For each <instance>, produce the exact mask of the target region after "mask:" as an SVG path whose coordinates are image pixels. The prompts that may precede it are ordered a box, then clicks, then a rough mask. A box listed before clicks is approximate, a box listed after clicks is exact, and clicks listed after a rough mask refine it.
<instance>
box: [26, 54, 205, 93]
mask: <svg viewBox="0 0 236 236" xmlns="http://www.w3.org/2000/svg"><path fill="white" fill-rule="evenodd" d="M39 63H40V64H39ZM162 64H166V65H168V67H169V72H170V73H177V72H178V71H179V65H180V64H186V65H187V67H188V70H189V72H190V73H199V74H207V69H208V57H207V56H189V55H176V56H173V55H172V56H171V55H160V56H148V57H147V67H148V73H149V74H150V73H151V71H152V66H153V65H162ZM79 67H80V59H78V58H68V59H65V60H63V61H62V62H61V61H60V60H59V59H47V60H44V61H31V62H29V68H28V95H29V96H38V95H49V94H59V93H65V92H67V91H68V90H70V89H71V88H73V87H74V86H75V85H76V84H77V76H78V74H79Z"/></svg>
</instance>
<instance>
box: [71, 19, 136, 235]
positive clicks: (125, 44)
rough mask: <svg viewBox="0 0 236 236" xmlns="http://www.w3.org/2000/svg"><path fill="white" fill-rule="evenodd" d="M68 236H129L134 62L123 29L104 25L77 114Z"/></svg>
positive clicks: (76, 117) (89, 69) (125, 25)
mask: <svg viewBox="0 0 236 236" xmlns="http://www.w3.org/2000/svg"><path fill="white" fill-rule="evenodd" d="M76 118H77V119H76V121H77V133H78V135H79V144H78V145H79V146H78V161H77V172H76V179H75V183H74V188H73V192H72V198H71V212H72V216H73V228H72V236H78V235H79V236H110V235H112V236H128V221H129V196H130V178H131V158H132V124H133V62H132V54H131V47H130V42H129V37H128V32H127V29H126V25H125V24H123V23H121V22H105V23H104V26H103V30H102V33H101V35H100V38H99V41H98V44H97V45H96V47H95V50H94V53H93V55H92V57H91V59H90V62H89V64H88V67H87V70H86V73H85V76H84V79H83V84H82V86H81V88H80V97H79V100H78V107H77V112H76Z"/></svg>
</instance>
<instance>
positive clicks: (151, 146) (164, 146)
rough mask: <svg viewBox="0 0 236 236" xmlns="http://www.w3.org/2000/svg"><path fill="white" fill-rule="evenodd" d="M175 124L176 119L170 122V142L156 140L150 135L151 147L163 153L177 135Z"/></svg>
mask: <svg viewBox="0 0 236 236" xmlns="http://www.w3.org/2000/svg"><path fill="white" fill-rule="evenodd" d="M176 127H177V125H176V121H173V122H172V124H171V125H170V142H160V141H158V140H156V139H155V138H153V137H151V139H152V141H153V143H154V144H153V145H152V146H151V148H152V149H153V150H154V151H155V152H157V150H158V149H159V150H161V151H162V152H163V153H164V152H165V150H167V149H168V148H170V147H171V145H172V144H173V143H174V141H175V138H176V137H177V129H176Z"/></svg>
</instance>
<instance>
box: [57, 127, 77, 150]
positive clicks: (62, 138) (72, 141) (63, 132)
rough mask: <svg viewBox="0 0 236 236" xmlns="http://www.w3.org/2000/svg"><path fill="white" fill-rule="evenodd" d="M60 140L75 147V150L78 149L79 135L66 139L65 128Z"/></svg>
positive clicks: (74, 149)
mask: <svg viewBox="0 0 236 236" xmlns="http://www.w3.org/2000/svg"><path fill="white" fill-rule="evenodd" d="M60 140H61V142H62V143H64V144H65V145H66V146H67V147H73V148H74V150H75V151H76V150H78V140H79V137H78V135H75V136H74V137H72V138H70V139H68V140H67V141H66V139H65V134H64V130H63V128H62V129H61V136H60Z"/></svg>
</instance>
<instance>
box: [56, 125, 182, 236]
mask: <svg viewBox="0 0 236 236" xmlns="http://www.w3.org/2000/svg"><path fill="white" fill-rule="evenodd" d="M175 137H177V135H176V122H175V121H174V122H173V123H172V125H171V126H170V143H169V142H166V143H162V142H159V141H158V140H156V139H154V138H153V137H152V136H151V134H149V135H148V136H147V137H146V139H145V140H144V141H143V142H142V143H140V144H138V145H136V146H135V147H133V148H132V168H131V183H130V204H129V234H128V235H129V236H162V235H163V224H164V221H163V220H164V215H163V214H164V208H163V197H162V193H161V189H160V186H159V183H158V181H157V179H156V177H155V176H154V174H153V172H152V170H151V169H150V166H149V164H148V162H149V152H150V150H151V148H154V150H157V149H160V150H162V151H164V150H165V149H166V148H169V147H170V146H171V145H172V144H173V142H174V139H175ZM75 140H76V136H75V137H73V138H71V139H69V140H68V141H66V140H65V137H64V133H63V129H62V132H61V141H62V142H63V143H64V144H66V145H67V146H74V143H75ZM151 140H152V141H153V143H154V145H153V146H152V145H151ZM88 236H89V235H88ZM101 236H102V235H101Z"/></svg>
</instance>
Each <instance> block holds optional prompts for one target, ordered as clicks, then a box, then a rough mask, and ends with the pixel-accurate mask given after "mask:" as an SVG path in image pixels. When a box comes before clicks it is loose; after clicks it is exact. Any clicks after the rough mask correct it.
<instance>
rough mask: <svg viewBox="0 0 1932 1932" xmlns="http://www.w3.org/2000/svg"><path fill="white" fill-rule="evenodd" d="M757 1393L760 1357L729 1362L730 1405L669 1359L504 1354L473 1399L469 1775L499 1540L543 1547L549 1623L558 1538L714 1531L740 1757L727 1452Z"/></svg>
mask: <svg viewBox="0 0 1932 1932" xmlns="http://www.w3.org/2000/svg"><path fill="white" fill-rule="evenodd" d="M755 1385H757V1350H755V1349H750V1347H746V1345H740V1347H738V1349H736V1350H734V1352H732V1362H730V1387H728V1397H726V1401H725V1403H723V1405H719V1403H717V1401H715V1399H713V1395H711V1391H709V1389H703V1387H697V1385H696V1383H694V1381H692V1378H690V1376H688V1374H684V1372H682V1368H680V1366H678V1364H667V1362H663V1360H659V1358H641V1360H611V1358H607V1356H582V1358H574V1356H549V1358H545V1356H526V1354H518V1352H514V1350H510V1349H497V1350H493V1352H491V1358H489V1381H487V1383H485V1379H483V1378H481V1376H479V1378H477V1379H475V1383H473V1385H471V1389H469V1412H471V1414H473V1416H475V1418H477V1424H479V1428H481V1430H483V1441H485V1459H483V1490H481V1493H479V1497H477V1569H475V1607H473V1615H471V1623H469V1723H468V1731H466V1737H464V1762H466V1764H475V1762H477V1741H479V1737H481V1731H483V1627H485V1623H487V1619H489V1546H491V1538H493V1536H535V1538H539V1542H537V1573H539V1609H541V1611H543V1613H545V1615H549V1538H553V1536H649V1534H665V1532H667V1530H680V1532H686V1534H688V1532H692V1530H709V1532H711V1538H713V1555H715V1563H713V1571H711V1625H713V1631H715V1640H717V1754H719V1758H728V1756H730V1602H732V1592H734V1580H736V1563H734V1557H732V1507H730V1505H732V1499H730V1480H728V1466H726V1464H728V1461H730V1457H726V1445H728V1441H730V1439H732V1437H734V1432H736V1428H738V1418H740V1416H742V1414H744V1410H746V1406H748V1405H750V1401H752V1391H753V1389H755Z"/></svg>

• **EXERCISE OBJECTIVE**
Show each line of the records above that contains the word "positive".

• **SOLUTION FOR THIS TASK**
positive clicks: (125, 44)
positive clicks: (76, 117) (89, 69) (125, 25)
positive clicks: (151, 146) (164, 146)
positive clicks: (62, 138) (72, 141) (63, 132)
positive clicks: (74, 149)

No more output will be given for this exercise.